=== INFORMATION SHOWN ===

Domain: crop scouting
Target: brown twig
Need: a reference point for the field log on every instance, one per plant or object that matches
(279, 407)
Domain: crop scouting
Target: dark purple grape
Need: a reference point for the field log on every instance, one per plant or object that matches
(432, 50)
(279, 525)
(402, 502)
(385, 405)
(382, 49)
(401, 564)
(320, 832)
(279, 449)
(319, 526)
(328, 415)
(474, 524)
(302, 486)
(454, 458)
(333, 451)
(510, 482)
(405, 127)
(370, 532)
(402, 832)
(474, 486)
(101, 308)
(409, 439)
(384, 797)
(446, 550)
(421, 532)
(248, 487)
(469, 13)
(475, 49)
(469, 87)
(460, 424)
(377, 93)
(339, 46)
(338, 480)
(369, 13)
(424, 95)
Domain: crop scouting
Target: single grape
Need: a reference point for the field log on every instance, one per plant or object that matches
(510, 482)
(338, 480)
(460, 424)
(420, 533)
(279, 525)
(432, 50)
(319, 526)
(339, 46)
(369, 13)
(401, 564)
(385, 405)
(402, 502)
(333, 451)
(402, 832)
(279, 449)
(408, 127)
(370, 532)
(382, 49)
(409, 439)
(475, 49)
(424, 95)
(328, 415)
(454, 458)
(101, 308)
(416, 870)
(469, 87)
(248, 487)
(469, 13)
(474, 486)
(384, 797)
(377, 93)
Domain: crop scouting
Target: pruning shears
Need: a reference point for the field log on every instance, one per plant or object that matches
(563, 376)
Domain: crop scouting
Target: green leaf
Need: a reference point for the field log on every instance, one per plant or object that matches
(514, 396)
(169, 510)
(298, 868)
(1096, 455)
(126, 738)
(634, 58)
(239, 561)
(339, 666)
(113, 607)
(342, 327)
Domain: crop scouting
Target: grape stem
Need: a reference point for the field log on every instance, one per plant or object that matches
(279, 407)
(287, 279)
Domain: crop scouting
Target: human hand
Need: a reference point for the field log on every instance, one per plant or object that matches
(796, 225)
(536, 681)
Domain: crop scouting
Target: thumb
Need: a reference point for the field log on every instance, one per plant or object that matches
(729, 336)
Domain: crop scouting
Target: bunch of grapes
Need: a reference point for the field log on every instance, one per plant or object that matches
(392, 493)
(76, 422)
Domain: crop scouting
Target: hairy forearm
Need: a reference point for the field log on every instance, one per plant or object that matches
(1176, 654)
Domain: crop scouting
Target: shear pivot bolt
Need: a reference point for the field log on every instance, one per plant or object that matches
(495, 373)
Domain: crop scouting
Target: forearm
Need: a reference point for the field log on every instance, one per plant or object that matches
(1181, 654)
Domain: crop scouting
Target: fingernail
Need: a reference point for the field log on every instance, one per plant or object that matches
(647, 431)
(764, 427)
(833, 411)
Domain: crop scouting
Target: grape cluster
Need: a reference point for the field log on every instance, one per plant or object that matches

===

* CHALLENGE: Pull out every line in the items above that contains the word "forearm".

* ANSWER TO THE EXERCISE:
Target: hairy forearm
Target: forearm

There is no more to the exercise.